Assignment: Decide whether each statement agrees with the tax-return article below. Answer yes or no for each, and quote the article's deciding words. (a) A bag for carrying work materials that costs less than $300 can be claimed in full in the year it is bought. (b) Claiming the 5000km set rate for car travel keeps a taxpayer safe from audit. (c) The Australian Taxation Office has prepared 30 separate guides for different occupations.

Let me begin by saying I think taxes are great.
Taxes are your ticket to a well-functioning democracy. They pay for some pretty great stuff, such as schools, hospitals, trains and help for those less fortunate (along with some less great stuff, such as expensive submarines and commuter carparks, but still).
However, with the cost of living on the rise, it is more important than ever to make sure you’re not paying more tax than you need to.
So, here are my nine top strategies to boost your tax return this year. But hurry, you will need to act fast on some of them…
1. Buy a handbag
Okay, so spending money is not actually saving money. I get that. However, if you genuinely need a new bag and plan to buy one in the coming months, this is a strategy to consider.
Many people don’t know that you can legitimately claim as a tax deduction on the cost of a bag used to transport work materials to and from your job. This can include a briefcase, satchel, backpack, handbag or any bag of sufficient size to fit your work equipment, be it files or a laptop.
“You can’t go claiming your mini Chanel purse,” warns Helen Francis, principal at TY Francis Accounting & Advisory.
If the bag costs less than $300, you can claim the full amount as a tax deduction in the year you buy it. If it costs more than that, you must depreciate the cost and claim it over multiple years.
The three golden rules of tax deductions apply: you must keep a receipt, you must have incurred the cost yourself (ie not been reimbursed by your employer) and the purchase must be directly related to producing income.
2. Prepare your car mileage
It’s a common tax myth that everyone can get away with claiming 5000km a year in work-related car travel expenses and escape the taxman’s scrutiny.
Not so, says Francis: “The 5000km set rate is definitely less scrutinised, but I wouldn’t say it’s an infallible way to claim car expenses – I’ve had a number of clients audited on this point.”
Still, you are legitimately entitled to make a claim for car travel related to your work (excluding, in most cases, trips from home to work). This can include travel from your office to an off-site client meeting, for example. Or direct travel between two jobs that you hold. Or travel to a work-related conference.
You can use the logbook method or the cents per kilometre method, which requires you to be able to substantiate your kilometres claimed. So, a bit of time with your work calendar to figure out eligible trips can pay dividends at tax time.
Remember, you can also claim costs incurred on any overnight travel you are required to do for work, including meals, accommodation, fares and incidental expenses. Keep receipts!
3. Check your occupation-specific tax guide
The Australian Taxation Office has prepared 40 separate guides for different occupations detailing potential deductions, including for office workers, firefighters and public servants.
Did you know that sex workers, for example, can claim the cost of lingerie used in producing income? Google “ATO and Occupation and industry specific guide” or click here to find out any niche claims you may be eligible to make.

Supplied data:
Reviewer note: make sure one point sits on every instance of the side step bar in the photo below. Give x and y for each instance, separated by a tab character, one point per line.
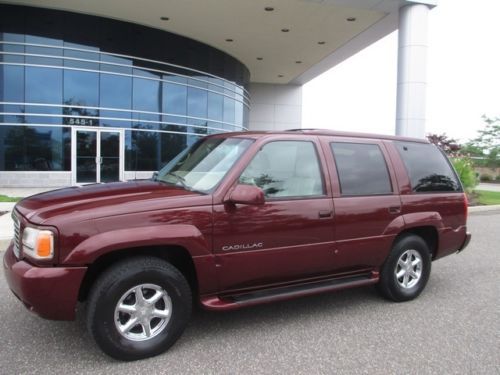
286	292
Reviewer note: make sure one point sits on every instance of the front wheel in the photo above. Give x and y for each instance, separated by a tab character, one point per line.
406	271
138	308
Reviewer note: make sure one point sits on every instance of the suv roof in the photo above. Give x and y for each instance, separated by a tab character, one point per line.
311	131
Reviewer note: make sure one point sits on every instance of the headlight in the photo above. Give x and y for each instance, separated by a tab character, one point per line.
38	244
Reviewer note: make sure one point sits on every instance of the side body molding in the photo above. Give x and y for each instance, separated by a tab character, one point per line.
187	236
411	220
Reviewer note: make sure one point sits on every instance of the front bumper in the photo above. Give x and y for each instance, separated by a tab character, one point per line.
51	292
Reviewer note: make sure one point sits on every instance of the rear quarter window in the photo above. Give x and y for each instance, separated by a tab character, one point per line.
428	168
361	169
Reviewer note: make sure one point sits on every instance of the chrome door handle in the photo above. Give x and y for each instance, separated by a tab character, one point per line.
395	210
324	214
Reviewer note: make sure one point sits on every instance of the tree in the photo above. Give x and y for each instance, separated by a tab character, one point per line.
449	145
487	144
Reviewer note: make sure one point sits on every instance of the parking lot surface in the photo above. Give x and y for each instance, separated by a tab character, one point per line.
452	328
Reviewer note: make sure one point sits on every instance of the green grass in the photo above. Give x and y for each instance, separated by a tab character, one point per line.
5	198
488	197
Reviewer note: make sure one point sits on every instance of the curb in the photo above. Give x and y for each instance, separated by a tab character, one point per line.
494	207
3	244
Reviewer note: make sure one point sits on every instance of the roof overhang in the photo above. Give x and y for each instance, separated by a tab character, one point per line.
292	43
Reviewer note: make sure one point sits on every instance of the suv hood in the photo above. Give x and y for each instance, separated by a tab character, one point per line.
100	200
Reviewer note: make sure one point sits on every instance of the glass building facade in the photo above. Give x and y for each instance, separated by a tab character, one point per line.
97	97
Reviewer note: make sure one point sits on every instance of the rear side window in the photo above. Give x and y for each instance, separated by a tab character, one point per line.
361	168
427	167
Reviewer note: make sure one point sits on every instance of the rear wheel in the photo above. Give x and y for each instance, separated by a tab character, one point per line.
138	308
406	271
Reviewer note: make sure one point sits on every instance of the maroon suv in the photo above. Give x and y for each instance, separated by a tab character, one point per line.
236	220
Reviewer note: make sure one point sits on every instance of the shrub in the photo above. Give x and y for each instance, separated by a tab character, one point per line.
465	171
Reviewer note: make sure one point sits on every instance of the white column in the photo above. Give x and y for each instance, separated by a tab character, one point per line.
412	60
275	107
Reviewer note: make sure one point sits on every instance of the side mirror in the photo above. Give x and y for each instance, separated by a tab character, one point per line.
247	194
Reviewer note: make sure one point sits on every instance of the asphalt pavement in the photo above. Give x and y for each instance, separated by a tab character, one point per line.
452	328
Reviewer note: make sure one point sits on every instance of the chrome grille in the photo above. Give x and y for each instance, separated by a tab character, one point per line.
17	236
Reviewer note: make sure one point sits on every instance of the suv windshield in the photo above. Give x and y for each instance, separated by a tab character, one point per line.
203	165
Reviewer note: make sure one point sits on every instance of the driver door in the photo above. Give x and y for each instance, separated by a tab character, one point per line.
290	236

Output for this exercise:
(a) Yes: "If the bag costs less than $300, you can claim the full amount as a tax deduction in the year you buy it."
(b) No: "I wouldn’t say it’s an infallible way to claim car expenses – I’ve had a number of clients audited on this point."
(c) No: "The Australian Taxation Office has prepared 40 separate guides for different occupations"